TASK PROMPT
In the rows below, report every line that contains the word "photo" by copying each such line in full. Case counts.

---*---

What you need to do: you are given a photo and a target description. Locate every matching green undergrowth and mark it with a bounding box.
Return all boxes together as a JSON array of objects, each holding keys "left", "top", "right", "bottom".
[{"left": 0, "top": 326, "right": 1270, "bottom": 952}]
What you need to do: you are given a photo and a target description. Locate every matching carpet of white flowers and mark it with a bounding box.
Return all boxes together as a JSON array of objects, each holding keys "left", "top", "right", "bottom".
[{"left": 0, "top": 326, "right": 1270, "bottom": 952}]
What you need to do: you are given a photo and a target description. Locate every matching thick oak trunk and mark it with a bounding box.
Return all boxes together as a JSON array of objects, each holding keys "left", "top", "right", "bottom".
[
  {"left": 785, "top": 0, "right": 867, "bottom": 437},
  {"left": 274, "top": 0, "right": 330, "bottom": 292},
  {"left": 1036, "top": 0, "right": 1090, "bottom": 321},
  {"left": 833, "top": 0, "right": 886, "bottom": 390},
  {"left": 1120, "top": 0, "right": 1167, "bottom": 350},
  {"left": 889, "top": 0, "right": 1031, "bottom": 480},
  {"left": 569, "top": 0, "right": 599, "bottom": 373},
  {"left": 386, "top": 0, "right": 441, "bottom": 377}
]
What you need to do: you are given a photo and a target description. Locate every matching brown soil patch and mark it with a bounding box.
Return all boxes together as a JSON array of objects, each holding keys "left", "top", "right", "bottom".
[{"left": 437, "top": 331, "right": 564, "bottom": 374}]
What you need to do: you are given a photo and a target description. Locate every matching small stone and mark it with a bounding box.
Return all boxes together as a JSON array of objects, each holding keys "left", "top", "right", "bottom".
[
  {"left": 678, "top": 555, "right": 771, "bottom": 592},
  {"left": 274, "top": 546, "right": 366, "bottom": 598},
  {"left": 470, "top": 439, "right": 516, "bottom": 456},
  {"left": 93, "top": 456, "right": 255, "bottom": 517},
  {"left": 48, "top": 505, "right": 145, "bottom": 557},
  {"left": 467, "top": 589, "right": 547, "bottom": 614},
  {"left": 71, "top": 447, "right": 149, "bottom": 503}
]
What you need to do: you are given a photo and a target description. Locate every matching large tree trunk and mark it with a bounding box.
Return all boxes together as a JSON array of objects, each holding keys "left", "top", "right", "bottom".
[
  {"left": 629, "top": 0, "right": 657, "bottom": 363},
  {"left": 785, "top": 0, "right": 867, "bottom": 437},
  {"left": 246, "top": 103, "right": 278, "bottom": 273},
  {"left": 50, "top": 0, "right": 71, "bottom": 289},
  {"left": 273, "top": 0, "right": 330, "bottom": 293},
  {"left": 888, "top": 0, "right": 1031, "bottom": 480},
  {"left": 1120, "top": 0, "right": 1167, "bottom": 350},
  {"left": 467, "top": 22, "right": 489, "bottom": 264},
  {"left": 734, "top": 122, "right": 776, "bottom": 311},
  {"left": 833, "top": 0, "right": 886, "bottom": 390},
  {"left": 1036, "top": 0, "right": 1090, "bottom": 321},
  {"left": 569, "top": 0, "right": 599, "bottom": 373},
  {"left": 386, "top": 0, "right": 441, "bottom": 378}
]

---*---

RESULT BELOW
What you need to do: you are given a photo and a target description. Locate every matching green undergrowth and mark it with a bounding box.
What you need to do: you are given a photo and a target description. Locate every matching carpet of white flowers and mark it with a bounding box.
What you need to do: you are given a photo and a target description. Locate every matching thick oak trunk and mark it with a bounding box.
What you need to do: you are given a photo and a target description. Locate every matching brown soil patch and mark it with a bounding box.
What you need to do: you are given a photo and a target description. Locate every matching small stone and mark it with a bounding box.
What you need to do: you are given a photo and a target description. Locate every matching large tree trunk and mark it with a bounding box.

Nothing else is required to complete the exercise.